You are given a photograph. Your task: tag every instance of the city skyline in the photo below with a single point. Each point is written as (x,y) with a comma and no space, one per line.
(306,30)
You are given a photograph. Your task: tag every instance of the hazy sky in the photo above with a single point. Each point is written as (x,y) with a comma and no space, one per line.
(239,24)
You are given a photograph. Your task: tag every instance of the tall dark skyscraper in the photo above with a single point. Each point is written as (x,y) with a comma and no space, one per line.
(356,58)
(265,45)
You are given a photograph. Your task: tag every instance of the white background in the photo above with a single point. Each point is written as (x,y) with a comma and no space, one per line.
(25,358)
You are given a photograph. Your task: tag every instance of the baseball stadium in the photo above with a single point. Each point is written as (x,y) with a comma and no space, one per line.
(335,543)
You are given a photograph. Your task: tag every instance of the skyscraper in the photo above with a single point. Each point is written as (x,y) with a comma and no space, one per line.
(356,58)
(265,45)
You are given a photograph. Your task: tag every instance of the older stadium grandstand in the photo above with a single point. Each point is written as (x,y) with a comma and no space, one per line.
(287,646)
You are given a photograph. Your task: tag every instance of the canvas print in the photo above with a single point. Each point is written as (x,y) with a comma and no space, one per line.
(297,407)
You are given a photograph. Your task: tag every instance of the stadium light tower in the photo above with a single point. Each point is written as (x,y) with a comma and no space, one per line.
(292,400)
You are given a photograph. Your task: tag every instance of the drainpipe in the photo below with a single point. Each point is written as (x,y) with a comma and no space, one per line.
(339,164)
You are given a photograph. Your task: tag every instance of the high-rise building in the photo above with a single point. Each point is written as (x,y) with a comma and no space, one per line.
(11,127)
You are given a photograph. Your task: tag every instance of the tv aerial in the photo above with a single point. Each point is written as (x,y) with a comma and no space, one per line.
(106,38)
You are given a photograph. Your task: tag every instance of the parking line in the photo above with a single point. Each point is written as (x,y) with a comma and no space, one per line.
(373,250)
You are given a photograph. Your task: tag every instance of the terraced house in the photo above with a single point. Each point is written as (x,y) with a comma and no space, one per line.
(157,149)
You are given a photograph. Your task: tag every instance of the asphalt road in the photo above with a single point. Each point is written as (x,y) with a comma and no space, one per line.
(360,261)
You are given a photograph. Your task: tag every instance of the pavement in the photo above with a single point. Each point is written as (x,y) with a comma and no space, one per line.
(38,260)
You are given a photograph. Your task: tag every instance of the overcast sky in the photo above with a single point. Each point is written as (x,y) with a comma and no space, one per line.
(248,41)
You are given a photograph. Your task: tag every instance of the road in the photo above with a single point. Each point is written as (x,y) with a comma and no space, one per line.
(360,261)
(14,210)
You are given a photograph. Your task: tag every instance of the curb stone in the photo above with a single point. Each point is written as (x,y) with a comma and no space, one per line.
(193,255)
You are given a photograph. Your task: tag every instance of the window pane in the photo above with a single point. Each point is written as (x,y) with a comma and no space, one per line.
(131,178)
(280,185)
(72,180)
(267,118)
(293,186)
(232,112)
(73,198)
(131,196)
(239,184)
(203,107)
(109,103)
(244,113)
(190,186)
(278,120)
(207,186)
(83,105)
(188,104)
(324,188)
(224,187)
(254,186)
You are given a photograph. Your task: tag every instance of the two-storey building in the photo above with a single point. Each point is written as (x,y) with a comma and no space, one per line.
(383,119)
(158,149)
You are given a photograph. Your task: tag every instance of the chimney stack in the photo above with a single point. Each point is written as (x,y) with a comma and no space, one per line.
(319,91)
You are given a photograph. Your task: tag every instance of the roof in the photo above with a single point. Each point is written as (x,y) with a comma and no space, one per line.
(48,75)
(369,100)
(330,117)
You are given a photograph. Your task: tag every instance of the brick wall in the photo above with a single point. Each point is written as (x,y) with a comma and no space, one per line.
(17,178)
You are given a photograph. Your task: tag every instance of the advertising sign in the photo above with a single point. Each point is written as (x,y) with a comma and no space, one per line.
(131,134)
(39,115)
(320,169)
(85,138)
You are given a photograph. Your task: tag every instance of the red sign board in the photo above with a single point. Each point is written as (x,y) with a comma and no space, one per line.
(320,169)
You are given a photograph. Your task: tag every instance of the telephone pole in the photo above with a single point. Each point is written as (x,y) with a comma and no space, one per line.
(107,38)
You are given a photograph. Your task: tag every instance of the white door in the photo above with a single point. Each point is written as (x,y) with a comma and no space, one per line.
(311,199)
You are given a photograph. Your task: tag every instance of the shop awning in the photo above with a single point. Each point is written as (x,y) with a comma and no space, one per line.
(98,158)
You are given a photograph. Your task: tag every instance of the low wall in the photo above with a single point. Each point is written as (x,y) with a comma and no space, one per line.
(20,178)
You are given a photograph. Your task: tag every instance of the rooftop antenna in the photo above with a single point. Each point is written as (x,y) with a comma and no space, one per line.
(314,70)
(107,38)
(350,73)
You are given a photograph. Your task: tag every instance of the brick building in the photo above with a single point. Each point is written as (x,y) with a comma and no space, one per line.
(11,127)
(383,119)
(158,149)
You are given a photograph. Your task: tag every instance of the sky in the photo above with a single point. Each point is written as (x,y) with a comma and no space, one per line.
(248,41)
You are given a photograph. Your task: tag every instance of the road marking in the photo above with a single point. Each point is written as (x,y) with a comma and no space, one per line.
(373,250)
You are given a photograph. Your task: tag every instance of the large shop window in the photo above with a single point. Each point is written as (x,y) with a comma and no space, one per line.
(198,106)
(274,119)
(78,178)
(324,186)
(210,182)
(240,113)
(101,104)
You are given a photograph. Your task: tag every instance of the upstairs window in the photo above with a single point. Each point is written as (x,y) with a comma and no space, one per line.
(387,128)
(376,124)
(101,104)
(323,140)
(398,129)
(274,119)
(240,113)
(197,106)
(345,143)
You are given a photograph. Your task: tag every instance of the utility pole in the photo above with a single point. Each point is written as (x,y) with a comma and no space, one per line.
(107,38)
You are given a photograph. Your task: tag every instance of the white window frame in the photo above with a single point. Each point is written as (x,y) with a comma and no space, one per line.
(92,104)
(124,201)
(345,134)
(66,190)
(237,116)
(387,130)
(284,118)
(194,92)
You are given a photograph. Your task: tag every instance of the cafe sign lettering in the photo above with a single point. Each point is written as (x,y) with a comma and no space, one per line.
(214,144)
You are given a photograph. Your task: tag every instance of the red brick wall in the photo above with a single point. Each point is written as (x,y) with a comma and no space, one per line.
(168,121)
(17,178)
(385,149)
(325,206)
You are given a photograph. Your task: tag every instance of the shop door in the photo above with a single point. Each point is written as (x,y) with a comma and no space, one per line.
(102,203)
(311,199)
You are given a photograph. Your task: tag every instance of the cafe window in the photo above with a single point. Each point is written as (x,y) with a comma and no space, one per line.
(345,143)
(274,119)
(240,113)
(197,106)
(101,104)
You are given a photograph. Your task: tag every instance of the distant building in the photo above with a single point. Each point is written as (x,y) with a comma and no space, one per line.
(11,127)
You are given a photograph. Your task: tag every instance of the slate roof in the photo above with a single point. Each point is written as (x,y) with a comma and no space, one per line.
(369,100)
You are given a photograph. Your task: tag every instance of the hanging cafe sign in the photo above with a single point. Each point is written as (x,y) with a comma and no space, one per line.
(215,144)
┄┄┄┄┄┄┄┄┄┄
__Exercise prompt__. In full and without alteration, return the listing above.

__The answer__.
You are given a photograph. Your task: tag every instance of the city skyline in the photo below with a single point. Each point is written as (x,y) with a comma and no space, one per line.
(306,30)
You are given a photograph. Your task: tag every instance of the hazy sky in the photo above with a single point. Each point is written as (x,y) with a comma and no space, one per line.
(239,24)
You are given a photograph. Your task: tag every instance of the tall dark skyscraper in the photo above with a single point. Each point is written as (x,y) with a comma and no space, one per line.
(356,58)
(265,45)
You are given a photograph. Your task: tag every instance of the white background in the photo above with a single point. Each point is written as (x,y) with a comma and no space, one per line.
(25,358)
You are given a photograph. Your task: tag every instance of the baseball stadium in the photo above with a single point. Each point is written as (x,y) with a comma and no space, one per line.
(335,543)
You are given a photograph. Your task: tag every instance of the skyscraper in the photo above with a single point. Each point is written as (x,y) with a comma and no space, one per line.
(356,58)
(265,45)
You are given a photograph. Your task: tag every instance of the older stadium grandstand in the photo above with a single point. Each point is written as (x,y) with a comma and no space, one per line.
(287,646)
You are given a photograph. Your task: tag every instance of the canvas print in the photo above with a single point. Each point is written as (x,y) with a comma and no space, one per line.
(297,407)
You are given a photograph. Your task: tag every instance of the stadium light tower in the photo above with a single point. Each point is written as (x,y) with a comma and no space, one per line.
(292,400)
You are given a photograph. Your task: tag every instance of the drainpipe in the photo below with a single point. Each point is written as (x,y) with a comma and no space, one per line.
(339,164)
You are given a photograph. Your task: tag every instance of the high-rise building in the photo above with a single point. Each point is written as (x,y) with a comma and no space, one per line.
(11,127)
You are given a photograph. Your task: tag every instance of the tv aerial in the photo above with a single point. Each point is written as (x,y) with a comma and no space, one per line.
(106,38)
You are given a photograph. Your task: tag every instance of the parking line in the photo above with a single point. Each point is written as (x,y) with a comma and no space, one per line.
(373,250)
You are given a photograph. Your task: tag every instance of the terraced house in the photo above with a single point. Each point is written as (x,y) with a comma and no space, one per line.
(157,149)
You are given a photograph. Your task: tag every instance of the asphalt road in the photo above with a single point. Each point is written as (x,y) with a comma and no space, one per line.
(360,261)
You are given a photograph. Your task: tag every instance of the pavement in the photo above with a single point. Each point is written as (x,y) with a comma and no space, one per line.
(38,260)
You are given a photograph. Your task: tag every instance of the overcast sky in the photo above with a single point. Each point is written as (x,y) with a comma and no space, one per line.
(248,41)
You are given a photograph. Your task: tag every instance of the road in the photo above with a single point. Each point is written as (x,y) with a comma and no space, one per line.
(360,261)
(14,210)
You are given a photograph. Your task: tag every instance of the curb stone in the photo above with a single point. Each point is written as (x,y) with a comma and no space, one per line.
(193,255)
You are given a photograph. Your task: tag every instance of the window pane in the photo above with a single point. Each point is written as (x,y) with a comma and no space, one per line.
(131,178)
(280,185)
(72,180)
(267,118)
(293,186)
(232,112)
(73,198)
(131,196)
(239,184)
(203,107)
(109,103)
(244,113)
(190,186)
(278,120)
(207,186)
(83,105)
(188,104)
(324,188)
(224,187)
(254,186)
You are given a photograph. Your task: tag every instance of the two-storey building in the photo above with a single point. Each point is written as (x,y) with a comma and no space, one per line.
(383,119)
(158,149)
You are given a photograph. Your task: tag every instance of the chimney stack in the photo above with a single point. Each point is written as (x,y) with a comma and no space, one per line.
(319,91)
You are given a photograph. Your task: tag every instance of the roof in the photo above with a single point. Each point is written as (x,y) with a comma and no space, one per line.
(48,75)
(369,100)
(330,117)
You are given a photograph. Your task: tag every instance of the brick wall in the photo above with a single point. Each point is written as (x,y) with a comma and no space, one per line.
(17,178)
You are given a photograph. Your task: tag every instance of the advertising sign in the photo above with a single point. Each point is written as (x,y) with a comma and no space, one per line.
(131,134)
(39,115)
(320,169)
(85,138)
You are given a photograph. Your task: tag every instance of the red sign board in the photo above with a single point. Each point is written as (x,y) with a comma and no space, one per line.
(320,169)
You are given a photograph. Your task: tag every instance of the telephone pole in the photo above with a single point. Each point is written as (x,y) with a comma and no space, one per line.
(107,38)
You are given a photograph. Your task: tag every instance of the white door in the photo above with a single point. Each point is written as (x,y) with a comma and no space, one per line.
(311,199)
You are given a photograph. Your task: tag every instance of the shop awning in the photo above with a single point. Each point is written as (x,y) with a comma and no space, one per line.
(98,158)
You are given a photograph. Your task: tag every instance of the low wall in the photo above with a single point. Each point is written as (x,y) with a comma and no space, one per line.
(20,178)
You are given a photograph. Your task: tag every instance of the rooftop antenna in the photo above with a single point. Each point is written as (x,y) with a comma and no space, one per line.
(314,70)
(107,38)
(350,73)
You are given a photograph. Your task: tag every instance of the brick building in the photo above with a single point. Each point is written as (x,y) with a comma and no space, one per line.
(11,127)
(383,119)
(158,149)
You are given a photograph. Your task: tag every instance of the sky in the photo above with a single point. Each point is written as (x,y) with a comma and no space, one per line.
(248,41)
You are given a photograph. Your task: tag every instance of the road marking in the photo above with a single point. Each point is written as (x,y) with a comma and no space, one per line.
(373,250)
You are given a photograph. Your task: tag every instance of the large shop window in the photo above with a single point. Each point is written as (x,y) with a comma and no space, one per line.
(198,106)
(274,119)
(78,178)
(324,186)
(210,182)
(240,113)
(101,104)
You are given a photograph. Your task: tag every instance of the upstairs window in the photo above with a single point. Each point is written as (x,y) with a comma and no space, one per line.
(387,128)
(376,124)
(101,104)
(323,140)
(398,129)
(274,119)
(240,113)
(197,106)
(345,143)
You are given a photograph. Your task: tag every instance of the utility pole in the photo above with a single point. Each point is written as (x,y) with a comma and no space, one per line.
(107,38)
You are given a photograph. Your task: tag every instance of the white window frame in the photo above with a single point. Each point is written as (x,y) with a comma and no space, one per line.
(92,104)
(124,201)
(345,134)
(66,190)
(237,116)
(387,130)
(284,118)
(194,92)
You are given a photograph. Your task: tag every instance of the cafe sign lettering in the photo above with a single point. Each point is written as (x,y) with a comma and no space, one per line.
(214,144)
You are given a photograph. Your task: tag every instance of the red brick wall in the photo above with a single point. Each point is written as (x,y) with a comma and no space, one per line.
(168,121)
(17,178)
(385,149)
(325,206)
You are given a photograph. Your task: tag every instance of the shop door in the photo above with a single point. Each point is written as (x,y) with a comma and no space, one per line.
(102,203)
(311,199)
You are given a photograph. Your task: tag every instance of the cafe window in the photo above with a single point. Each point is written as (x,y) with a comma and no space, one per line.
(345,143)
(274,119)
(240,113)
(197,106)
(101,104)
You are given a photograph. Your task: tag every instance of the distant building in the photo above with a single point. Each point is written as (x,y) with a comma and no space, one per line.
(11,127)
You are given a photograph. Your task: tag every instance of the slate roof in the photo above with a single point. Each point is written as (x,y) with a comma and no space, one per line.
(369,100)
You are given a photograph. Your task: tag every instance of the hanging cafe sign in the photo above with a single point. Each point is written as (x,y) with a comma and no space, one per line.
(215,144)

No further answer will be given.